───── Listed records ─────

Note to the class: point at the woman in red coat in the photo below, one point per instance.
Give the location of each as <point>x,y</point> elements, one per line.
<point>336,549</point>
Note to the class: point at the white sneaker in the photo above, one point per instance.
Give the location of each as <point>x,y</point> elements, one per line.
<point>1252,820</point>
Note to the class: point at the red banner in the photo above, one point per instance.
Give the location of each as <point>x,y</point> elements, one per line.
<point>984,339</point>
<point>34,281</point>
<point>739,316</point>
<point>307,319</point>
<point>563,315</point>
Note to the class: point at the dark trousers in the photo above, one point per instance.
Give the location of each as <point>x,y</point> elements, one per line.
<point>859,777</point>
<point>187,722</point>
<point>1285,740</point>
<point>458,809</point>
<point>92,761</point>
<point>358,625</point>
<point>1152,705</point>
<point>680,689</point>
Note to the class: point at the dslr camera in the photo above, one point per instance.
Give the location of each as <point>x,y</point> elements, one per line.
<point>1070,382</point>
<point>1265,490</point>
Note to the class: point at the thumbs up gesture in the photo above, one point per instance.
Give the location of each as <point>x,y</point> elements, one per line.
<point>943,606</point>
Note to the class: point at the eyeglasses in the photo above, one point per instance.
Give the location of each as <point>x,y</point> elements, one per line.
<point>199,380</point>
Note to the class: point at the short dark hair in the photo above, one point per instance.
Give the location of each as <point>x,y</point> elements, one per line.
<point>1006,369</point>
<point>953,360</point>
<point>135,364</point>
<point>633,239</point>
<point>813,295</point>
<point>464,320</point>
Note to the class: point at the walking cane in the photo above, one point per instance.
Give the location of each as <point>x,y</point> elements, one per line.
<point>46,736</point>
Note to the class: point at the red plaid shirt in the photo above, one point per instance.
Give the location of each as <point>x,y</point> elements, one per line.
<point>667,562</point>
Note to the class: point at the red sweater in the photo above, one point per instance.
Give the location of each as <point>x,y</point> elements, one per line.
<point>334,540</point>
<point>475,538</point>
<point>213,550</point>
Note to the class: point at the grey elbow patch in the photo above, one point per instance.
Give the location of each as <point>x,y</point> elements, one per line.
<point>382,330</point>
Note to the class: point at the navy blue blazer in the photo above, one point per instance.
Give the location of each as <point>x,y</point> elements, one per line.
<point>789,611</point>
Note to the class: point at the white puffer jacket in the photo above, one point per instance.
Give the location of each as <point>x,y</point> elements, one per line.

─────

■ Exercise instructions: Work out how many lines of the listing above include the word "dark". Reply with nothing but the count.

■ Exercise output: 2